╭─ Data rows

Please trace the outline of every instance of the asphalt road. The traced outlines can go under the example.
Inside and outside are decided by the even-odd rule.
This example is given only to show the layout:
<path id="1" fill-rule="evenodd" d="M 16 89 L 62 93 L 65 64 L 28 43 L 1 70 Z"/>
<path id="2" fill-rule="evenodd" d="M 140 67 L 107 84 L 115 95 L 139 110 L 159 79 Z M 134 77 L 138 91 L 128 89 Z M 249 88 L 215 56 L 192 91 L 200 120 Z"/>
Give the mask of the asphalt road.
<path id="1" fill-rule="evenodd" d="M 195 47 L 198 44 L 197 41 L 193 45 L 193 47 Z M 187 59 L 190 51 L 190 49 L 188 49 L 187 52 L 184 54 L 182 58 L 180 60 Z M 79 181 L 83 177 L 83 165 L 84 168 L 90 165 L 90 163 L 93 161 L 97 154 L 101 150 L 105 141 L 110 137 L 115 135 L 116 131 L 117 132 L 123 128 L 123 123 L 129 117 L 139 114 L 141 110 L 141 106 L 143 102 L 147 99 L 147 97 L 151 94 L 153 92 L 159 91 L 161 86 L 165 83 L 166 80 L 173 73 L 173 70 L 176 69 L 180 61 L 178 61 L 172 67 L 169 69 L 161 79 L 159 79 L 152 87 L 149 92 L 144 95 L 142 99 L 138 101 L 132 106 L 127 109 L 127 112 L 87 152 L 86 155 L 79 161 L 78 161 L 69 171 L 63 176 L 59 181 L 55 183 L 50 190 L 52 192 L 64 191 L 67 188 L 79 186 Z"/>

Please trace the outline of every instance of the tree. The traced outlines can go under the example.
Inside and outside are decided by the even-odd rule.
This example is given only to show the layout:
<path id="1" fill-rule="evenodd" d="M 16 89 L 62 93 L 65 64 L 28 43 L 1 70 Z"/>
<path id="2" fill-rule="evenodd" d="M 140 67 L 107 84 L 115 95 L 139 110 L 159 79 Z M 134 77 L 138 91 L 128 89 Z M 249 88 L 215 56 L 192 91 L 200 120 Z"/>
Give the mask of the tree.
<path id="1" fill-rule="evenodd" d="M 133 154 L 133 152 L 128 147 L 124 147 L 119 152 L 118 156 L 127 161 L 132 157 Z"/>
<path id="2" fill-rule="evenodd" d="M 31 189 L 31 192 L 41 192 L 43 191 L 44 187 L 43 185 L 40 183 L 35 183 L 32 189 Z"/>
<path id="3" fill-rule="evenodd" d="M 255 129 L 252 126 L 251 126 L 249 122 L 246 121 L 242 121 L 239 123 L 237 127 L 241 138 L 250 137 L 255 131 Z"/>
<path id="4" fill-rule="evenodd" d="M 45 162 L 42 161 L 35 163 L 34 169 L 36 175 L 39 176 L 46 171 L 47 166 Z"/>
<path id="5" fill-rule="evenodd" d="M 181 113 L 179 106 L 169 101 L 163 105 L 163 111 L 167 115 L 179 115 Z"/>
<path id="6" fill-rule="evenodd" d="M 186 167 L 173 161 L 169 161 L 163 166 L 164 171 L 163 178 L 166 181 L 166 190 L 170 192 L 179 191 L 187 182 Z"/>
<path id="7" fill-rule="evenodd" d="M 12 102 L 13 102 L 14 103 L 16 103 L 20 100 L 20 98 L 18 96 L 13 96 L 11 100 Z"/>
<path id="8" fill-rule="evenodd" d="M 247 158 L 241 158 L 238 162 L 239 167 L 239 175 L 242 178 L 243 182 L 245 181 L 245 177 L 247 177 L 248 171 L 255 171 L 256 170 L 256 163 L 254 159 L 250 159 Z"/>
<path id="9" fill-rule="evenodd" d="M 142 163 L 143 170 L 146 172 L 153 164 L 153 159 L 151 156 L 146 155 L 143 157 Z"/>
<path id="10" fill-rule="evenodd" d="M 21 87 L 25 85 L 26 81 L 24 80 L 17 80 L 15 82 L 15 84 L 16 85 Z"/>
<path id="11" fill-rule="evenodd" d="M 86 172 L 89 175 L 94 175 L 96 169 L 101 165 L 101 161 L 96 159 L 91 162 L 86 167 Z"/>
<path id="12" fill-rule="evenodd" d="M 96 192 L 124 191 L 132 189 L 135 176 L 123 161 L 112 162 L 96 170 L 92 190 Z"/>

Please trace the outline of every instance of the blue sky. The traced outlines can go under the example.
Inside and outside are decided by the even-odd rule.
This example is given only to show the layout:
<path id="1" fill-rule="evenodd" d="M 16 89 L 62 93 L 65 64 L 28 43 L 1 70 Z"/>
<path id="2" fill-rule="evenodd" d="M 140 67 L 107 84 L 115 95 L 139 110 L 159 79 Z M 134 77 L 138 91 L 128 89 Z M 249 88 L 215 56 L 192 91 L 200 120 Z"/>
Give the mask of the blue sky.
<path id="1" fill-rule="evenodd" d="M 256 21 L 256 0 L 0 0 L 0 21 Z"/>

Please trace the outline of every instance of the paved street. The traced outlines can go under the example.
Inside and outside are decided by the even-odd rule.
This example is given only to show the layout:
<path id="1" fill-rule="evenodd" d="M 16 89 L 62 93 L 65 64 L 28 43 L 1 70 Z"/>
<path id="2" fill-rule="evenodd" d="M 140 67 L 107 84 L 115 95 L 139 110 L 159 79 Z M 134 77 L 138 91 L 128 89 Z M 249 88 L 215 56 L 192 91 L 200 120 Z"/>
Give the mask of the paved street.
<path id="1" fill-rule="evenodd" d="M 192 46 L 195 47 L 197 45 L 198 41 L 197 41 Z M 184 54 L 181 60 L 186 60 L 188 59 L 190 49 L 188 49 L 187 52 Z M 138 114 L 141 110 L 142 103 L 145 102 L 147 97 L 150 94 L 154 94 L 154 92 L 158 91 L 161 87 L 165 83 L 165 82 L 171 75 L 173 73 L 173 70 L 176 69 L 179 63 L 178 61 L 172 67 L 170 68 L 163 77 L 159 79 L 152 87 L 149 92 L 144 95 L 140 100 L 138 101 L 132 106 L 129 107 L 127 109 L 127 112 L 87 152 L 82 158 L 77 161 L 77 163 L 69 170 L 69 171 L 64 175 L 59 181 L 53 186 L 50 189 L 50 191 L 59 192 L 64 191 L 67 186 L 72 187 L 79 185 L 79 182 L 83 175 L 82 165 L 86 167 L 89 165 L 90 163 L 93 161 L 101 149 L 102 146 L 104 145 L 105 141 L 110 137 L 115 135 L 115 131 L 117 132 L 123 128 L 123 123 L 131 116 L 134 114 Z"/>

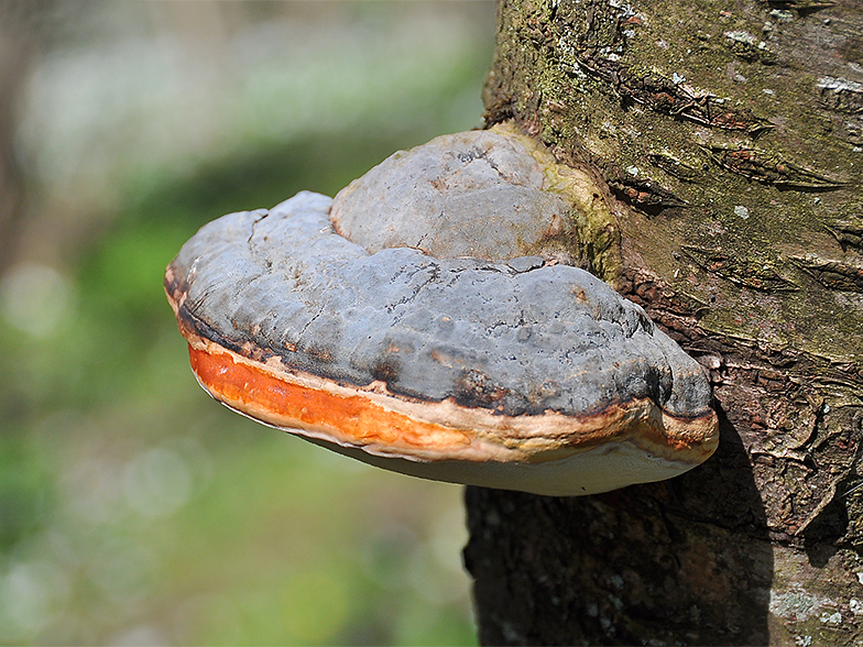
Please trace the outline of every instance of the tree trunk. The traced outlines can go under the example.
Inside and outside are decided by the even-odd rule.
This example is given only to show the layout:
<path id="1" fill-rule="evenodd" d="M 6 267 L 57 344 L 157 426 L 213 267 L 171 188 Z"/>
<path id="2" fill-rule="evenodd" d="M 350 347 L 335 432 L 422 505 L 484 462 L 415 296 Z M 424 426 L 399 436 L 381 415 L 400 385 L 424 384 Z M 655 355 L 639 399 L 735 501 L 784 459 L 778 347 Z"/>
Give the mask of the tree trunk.
<path id="1" fill-rule="evenodd" d="M 502 1 L 487 123 L 604 182 L 621 263 L 588 268 L 721 436 L 663 483 L 469 487 L 482 643 L 861 644 L 862 84 L 860 0 Z"/>
<path id="2" fill-rule="evenodd" d="M 0 274 L 14 261 L 23 216 L 15 158 L 18 98 L 39 45 L 39 21 L 53 0 L 0 0 Z"/>

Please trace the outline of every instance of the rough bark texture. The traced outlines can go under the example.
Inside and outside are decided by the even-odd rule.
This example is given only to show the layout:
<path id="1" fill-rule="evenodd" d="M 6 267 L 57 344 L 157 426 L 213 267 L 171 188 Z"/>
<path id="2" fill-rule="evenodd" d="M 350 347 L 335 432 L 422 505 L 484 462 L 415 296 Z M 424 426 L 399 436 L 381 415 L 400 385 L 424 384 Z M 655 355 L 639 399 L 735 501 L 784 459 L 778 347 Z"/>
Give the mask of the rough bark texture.
<path id="1" fill-rule="evenodd" d="M 482 643 L 863 640 L 861 84 L 859 0 L 502 2 L 487 122 L 607 184 L 622 270 L 586 267 L 709 371 L 721 440 L 605 495 L 469 489 Z"/>

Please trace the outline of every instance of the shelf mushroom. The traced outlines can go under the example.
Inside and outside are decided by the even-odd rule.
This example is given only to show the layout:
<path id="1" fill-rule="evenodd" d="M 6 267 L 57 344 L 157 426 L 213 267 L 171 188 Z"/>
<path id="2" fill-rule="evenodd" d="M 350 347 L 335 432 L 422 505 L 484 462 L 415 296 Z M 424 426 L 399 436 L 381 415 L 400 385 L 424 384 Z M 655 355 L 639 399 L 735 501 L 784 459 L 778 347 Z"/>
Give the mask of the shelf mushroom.
<path id="1" fill-rule="evenodd" d="M 304 191 L 206 224 L 165 274 L 198 382 L 439 481 L 583 495 L 703 462 L 718 431 L 700 366 L 567 264 L 598 196 L 544 155 L 512 128 L 445 135 L 335 201 Z"/>

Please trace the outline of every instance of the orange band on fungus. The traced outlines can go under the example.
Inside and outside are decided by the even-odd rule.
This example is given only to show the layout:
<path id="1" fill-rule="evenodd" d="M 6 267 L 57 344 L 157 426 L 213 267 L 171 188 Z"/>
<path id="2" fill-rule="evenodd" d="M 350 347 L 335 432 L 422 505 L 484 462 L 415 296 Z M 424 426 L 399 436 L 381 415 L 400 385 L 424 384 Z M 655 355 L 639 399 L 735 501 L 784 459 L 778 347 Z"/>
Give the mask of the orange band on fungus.
<path id="1" fill-rule="evenodd" d="M 469 445 L 457 429 L 414 420 L 360 395 L 341 396 L 240 363 L 228 353 L 189 346 L 192 370 L 217 399 L 276 427 L 326 431 L 353 446 L 441 447 Z"/>

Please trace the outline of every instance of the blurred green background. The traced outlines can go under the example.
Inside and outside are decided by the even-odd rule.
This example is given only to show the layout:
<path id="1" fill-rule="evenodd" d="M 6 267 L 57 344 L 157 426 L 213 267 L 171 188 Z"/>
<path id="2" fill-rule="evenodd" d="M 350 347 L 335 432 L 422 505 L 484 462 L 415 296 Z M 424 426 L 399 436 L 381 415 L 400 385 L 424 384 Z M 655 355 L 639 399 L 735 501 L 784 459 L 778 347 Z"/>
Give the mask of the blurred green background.
<path id="1" fill-rule="evenodd" d="M 162 273 L 208 220 L 480 125 L 494 4 L 42 4 L 0 50 L 0 644 L 476 644 L 461 489 L 217 405 Z"/>

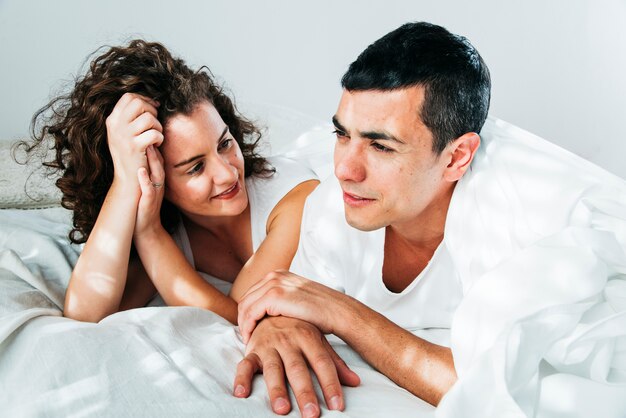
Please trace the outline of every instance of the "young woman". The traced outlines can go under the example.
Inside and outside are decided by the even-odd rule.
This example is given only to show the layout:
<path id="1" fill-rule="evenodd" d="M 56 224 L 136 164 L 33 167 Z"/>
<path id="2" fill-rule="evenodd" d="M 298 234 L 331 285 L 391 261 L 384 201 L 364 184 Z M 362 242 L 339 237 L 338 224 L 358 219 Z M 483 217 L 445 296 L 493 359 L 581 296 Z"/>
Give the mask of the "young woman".
<path id="1" fill-rule="evenodd" d="M 64 315 L 97 322 L 152 303 L 236 323 L 245 291 L 295 254 L 312 171 L 256 152 L 259 130 L 206 67 L 158 43 L 96 57 L 68 96 L 33 118 L 52 137 L 70 239 L 85 243 Z M 232 288 L 231 288 L 232 285 Z"/>

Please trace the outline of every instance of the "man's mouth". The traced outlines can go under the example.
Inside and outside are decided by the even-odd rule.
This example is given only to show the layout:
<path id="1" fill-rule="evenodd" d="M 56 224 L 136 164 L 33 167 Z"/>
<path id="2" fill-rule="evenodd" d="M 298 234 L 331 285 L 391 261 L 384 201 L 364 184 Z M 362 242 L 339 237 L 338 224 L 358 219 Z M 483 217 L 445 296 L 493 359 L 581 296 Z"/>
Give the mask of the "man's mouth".
<path id="1" fill-rule="evenodd" d="M 370 204 L 375 199 L 370 199 L 367 197 L 359 196 L 356 194 L 343 192 L 343 201 L 353 207 L 363 207 L 365 205 Z"/>

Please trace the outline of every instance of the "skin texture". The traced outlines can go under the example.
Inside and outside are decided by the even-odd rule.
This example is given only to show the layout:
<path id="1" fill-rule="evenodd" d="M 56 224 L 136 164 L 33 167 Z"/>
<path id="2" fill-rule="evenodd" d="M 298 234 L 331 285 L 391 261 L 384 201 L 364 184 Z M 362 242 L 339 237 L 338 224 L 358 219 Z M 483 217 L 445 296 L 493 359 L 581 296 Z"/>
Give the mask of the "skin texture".
<path id="1" fill-rule="evenodd" d="M 201 102 L 162 127 L 157 106 L 126 94 L 107 119 L 115 178 L 72 273 L 64 314 L 97 322 L 144 306 L 158 291 L 168 305 L 202 307 L 234 323 L 236 300 L 269 271 L 288 268 L 304 200 L 318 182 L 304 182 L 281 199 L 253 256 L 244 160 L 219 113 Z M 195 268 L 161 225 L 163 198 L 181 211 Z M 129 262 L 131 242 L 139 259 Z M 196 269 L 234 282 L 235 299 Z"/>
<path id="2" fill-rule="evenodd" d="M 335 175 L 344 192 L 346 220 L 361 230 L 385 228 L 383 280 L 396 292 L 415 279 L 443 240 L 454 186 L 480 144 L 477 134 L 467 133 L 441 154 L 433 153 L 432 134 L 419 116 L 423 100 L 419 86 L 390 92 L 344 91 L 333 118 Z M 291 325 L 291 351 L 321 349 L 316 338 L 295 336 L 302 334 L 297 321 L 313 324 L 342 338 L 373 367 L 433 405 L 456 380 L 448 348 L 415 337 L 350 296 L 287 271 L 267 275 L 239 305 L 244 341 L 253 345 L 248 352 L 261 364 L 276 361 L 265 353 L 272 349 L 282 353 L 285 347 L 279 339 L 265 342 L 269 327 L 263 324 L 275 319 L 263 319 L 266 316 L 296 321 Z M 282 363 L 292 388 L 307 384 L 305 377 L 290 377 L 289 358 L 283 356 Z M 309 364 L 316 372 L 315 361 Z M 249 391 L 248 375 L 239 373 L 236 382 Z M 331 409 L 328 399 L 340 391 L 339 383 L 331 378 L 330 389 L 324 392 Z M 317 416 L 302 409 L 308 402 L 317 406 L 311 400 L 315 395 L 294 392 L 303 416 Z"/>

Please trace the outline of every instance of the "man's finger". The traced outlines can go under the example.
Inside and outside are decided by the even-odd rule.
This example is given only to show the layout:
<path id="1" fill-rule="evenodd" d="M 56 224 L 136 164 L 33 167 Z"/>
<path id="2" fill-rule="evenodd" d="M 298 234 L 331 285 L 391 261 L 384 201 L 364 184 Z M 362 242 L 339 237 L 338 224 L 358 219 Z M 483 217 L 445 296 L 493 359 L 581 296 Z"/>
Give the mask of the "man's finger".
<path id="1" fill-rule="evenodd" d="M 235 383 L 233 384 L 233 394 L 238 398 L 247 398 L 252 391 L 252 379 L 259 371 L 259 359 L 256 354 L 251 353 L 244 357 L 237 365 Z"/>
<path id="2" fill-rule="evenodd" d="M 337 354 L 326 338 L 324 338 L 324 345 L 326 346 L 326 350 L 335 364 L 337 377 L 339 378 L 341 384 L 350 387 L 359 386 L 361 384 L 361 378 L 359 375 L 353 372 L 352 369 L 348 367 L 346 362 L 339 357 L 339 354 Z"/>
<path id="3" fill-rule="evenodd" d="M 267 386 L 272 410 L 279 415 L 288 414 L 291 411 L 291 402 L 289 402 L 289 394 L 285 384 L 283 360 L 275 350 L 263 353 L 260 358 L 263 379 L 265 386 Z"/>
<path id="4" fill-rule="evenodd" d="M 326 338 L 321 338 L 326 341 Z M 328 350 L 326 347 L 330 348 L 328 343 L 322 347 L 317 345 L 311 346 L 311 351 L 306 353 L 307 360 L 317 376 L 328 409 L 343 411 L 345 407 L 343 391 L 335 361 L 331 356 L 331 352 L 334 353 L 334 351 L 332 348 Z M 336 353 L 334 354 L 336 355 Z"/>
<path id="5" fill-rule="evenodd" d="M 285 350 L 281 352 L 285 364 L 285 374 L 289 385 L 298 402 L 300 415 L 304 418 L 316 418 L 320 416 L 320 407 L 317 394 L 313 389 L 313 381 L 309 373 L 309 366 L 300 352 Z"/>

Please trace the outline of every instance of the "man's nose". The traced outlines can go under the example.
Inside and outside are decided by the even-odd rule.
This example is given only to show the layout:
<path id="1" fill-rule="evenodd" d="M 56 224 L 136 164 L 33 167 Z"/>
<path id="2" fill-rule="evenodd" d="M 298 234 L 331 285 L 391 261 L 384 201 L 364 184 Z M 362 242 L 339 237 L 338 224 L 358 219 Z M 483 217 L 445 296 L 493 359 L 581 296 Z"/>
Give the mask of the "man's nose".
<path id="1" fill-rule="evenodd" d="M 361 182 L 365 180 L 366 155 L 362 145 L 349 143 L 335 146 L 335 176 L 340 181 Z"/>

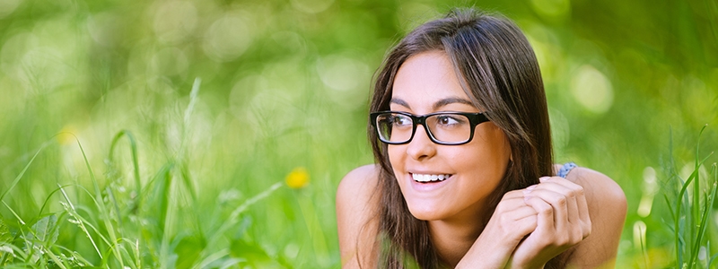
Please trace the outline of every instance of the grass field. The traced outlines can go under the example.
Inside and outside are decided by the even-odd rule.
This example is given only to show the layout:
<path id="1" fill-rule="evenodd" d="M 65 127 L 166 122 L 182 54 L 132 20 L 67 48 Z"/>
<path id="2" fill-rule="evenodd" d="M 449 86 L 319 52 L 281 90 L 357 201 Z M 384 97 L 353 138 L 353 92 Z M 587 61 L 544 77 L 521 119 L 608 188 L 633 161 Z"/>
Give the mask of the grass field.
<path id="1" fill-rule="evenodd" d="M 534 46 L 556 162 L 626 192 L 617 267 L 711 267 L 708 0 L 2 0 L 0 266 L 339 267 L 334 195 L 372 161 L 374 70 L 474 4 Z"/>

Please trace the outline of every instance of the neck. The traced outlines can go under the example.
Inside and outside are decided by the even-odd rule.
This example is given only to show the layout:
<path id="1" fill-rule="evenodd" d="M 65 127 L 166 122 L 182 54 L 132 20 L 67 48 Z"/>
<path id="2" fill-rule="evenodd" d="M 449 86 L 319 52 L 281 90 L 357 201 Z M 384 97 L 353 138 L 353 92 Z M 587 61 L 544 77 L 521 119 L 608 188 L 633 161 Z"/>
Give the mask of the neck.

╰─

▶ _What the exercise asks_:
Copy, exactly as they appear in the items above, the lines from the line containing "Please trace the outline of every instance of the tree trunk." up to and including the line containing "274 L 14 261".

▶ _Output_:
Please trace the outline of every instance of the tree trunk. The traced outlines can go under the example.
Inside and outside are decided by the even-odd rule.
This example is given only to show the layout:
<path id="1" fill-rule="evenodd" d="M 6 267 L 57 344 L 157 426 L 213 267 L 171 188 Z"/>
<path id="2" fill-rule="evenodd" d="M 350 347 L 335 432 L 422 505 L 484 462 L 415 296 Z M 424 426 L 399 436 L 381 415 L 400 385 L 424 384 Z M 655 355 L 639 399 L 735 501 L 784 459 L 778 347 Z"/>
Give the mask of the tree trunk.
<path id="1" fill-rule="evenodd" d="M 502 1 L 487 123 L 604 182 L 621 263 L 588 268 L 721 436 L 663 483 L 469 487 L 482 643 L 861 644 L 862 84 L 860 0 Z"/>
<path id="2" fill-rule="evenodd" d="M 0 274 L 14 261 L 23 216 L 15 158 L 18 98 L 39 45 L 39 21 L 53 0 L 0 0 Z"/>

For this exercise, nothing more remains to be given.